▶ [TEXTE À LIRE]:
::::::::

L’Unicef souligne que pour 53% de ses partenaires, le travail des enfants reste la principale préoccupation, d’autant qu’il a augmenté de 41% en l’espace de trois mois. L’agence note dans ce cadre que de plus en plus d’enfants âgés de 6 ans travaillent actuellement dans des fermes, dans les rues ou vendent illégalement du carburant, ce qui les expose à des risques de graves brûlures, voire de mort.

Par ailleurs, les filles sont de plus en plus forcées de se marier tôt par des familles qui cherchent à obtenir des dots en échange: au Liban, une Syrienne sur cinq est mariée entre 15 et 19 ans, précise l’Unicef. De plus, les cas de violence domestique basée sur le genre ont considérablement augmenté entre 2018 et 2020, passant de 21% en 2018 à 35% en 2020. À cela s’ajoutent les problèmes liés à la santé mentale, un adolescent sur quatre confiant être déprimé, selon une étude menée par l’agence en septembre 2021 auprès de jeunes âgés entre 15 et 24 ans.


Alors que les familles défavorisées risquent d’être délocalisées, de nombreux enfants pourraient se retrouver dans des familles d’accueil, selon le rapport, qui note en outre que de plus en plus de familles abandonnent leurs bébés dans les rues et que le risque de rapt des enfants est également à la hausse. Enfin, d’après le document, de plus en plus d’enfants sont déférés devant la justice après avoir pris part à des manifestations, subi des violences, ou ont été poussés à commettre un crime pour survivre.

::::::::

▶ [DONNÉES SOURCES]:
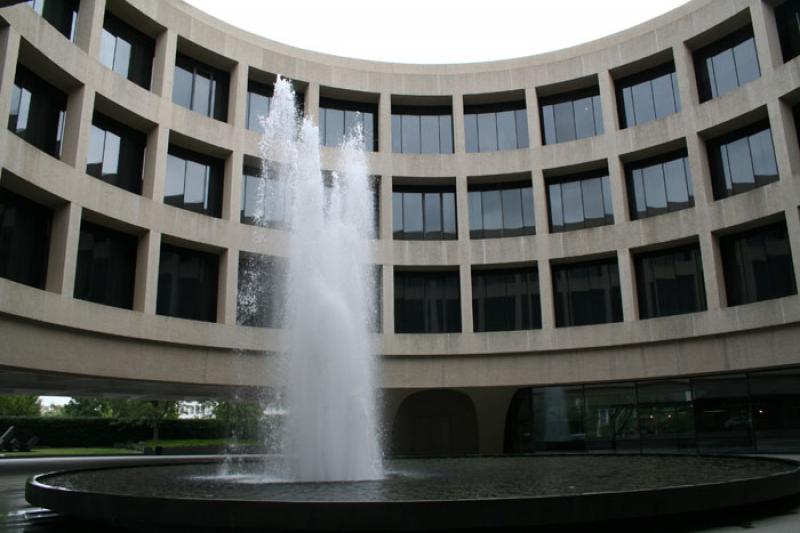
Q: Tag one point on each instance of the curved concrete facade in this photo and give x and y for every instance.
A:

::::::::

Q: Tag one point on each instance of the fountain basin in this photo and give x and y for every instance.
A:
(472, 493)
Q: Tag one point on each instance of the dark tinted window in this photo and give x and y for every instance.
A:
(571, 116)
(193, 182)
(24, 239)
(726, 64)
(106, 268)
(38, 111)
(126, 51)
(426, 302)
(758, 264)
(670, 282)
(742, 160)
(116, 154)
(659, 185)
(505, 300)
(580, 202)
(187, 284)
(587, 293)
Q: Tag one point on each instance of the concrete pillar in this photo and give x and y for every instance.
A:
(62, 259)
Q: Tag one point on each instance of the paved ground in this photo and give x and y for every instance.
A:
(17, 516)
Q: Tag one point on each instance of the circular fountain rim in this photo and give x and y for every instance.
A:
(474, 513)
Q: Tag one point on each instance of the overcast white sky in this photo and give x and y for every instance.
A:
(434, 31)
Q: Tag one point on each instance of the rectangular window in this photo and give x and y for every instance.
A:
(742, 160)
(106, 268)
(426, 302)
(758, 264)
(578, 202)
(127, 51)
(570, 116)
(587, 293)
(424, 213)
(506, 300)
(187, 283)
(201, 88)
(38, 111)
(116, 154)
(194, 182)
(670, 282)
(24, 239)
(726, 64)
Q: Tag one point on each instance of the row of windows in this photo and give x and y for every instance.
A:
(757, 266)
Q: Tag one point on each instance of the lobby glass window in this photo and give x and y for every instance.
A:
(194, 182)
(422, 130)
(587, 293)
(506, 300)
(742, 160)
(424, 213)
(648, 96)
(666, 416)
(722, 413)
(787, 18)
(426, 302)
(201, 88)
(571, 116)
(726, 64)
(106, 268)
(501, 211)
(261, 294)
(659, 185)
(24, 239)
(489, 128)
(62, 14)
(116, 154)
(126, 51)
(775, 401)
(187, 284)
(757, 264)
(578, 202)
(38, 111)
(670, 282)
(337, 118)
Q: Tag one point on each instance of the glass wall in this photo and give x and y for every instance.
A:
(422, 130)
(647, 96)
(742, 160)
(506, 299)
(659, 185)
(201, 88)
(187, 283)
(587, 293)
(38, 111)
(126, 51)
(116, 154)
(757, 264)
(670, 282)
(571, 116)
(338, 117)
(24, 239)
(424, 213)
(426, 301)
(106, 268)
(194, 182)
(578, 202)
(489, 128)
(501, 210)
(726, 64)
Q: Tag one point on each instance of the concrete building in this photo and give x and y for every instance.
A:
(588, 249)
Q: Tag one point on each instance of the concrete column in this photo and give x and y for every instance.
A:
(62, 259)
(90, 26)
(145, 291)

::::::::

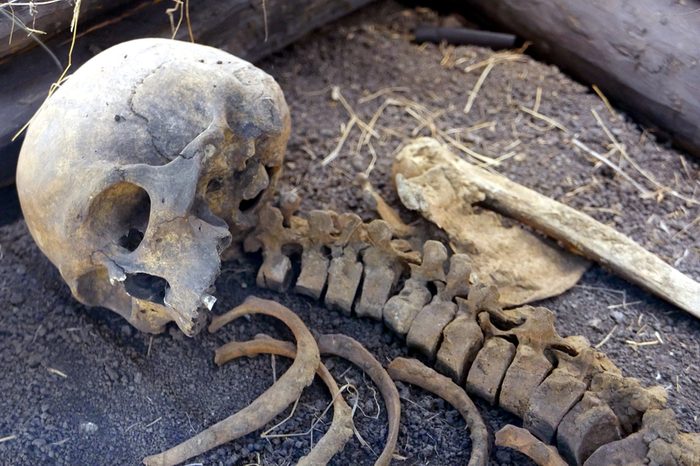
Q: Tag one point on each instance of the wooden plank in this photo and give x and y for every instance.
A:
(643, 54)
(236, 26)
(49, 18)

::::::::

▶ [TRAVAIL À FAIRE]: Poursuivez, s'il vous plaît, le texte sur la situation des enfants au Liban selon l'Unicef, à partir de sa dernière phrase.

▶ [RÉPONSE PROPOSÉE]:
Des constats non surprenants

"Bien que choquants, ces constats ne sont pas surprenants à l’ombre de la crise au Liban", avance Roula Lebbos, assistante sociale et experte en protection des enfants et en justice juvénile. "Avec tout ce que les enfants ont vécu depuis le mouvement de contestation du 17 octobre 2019 jusqu’à la crise économique et financière, en passant par le Covid-19, l’enseignement à distance et la double explosion du 4 août 2020, il est normal de constater une augmentation des problèmes liés à la santé mentale parmi les jeunes. Ces enfants ont été sujets à une forte pression semblable à celle que peut engendrer une guerre aux armes lourdes", explique-t-elle à Ici Beyrouth.

Roula Lebbos souligne en outre que depuis la crise syrienne, "le problème du mariage précoce des mineures était pesant au sein des communautés de réfugiés syriens au Liban". "Aujourd’hui, nous constatons une augmentation des cas de mariage précoce au sein des communautés libanaises défavorisées, déplore-t-elle. Cela est dû à la crise économique. Malheureusement, de jeunes adolescentes de 15 et 16 ans choisissent de se marier à un âge précoce pour fuir la misère dans laquelle elles vivent. C’est un phénomène dangereux d’autant qu’il constitue une infraction aux lois visant la protection de l’enfant et de la famille."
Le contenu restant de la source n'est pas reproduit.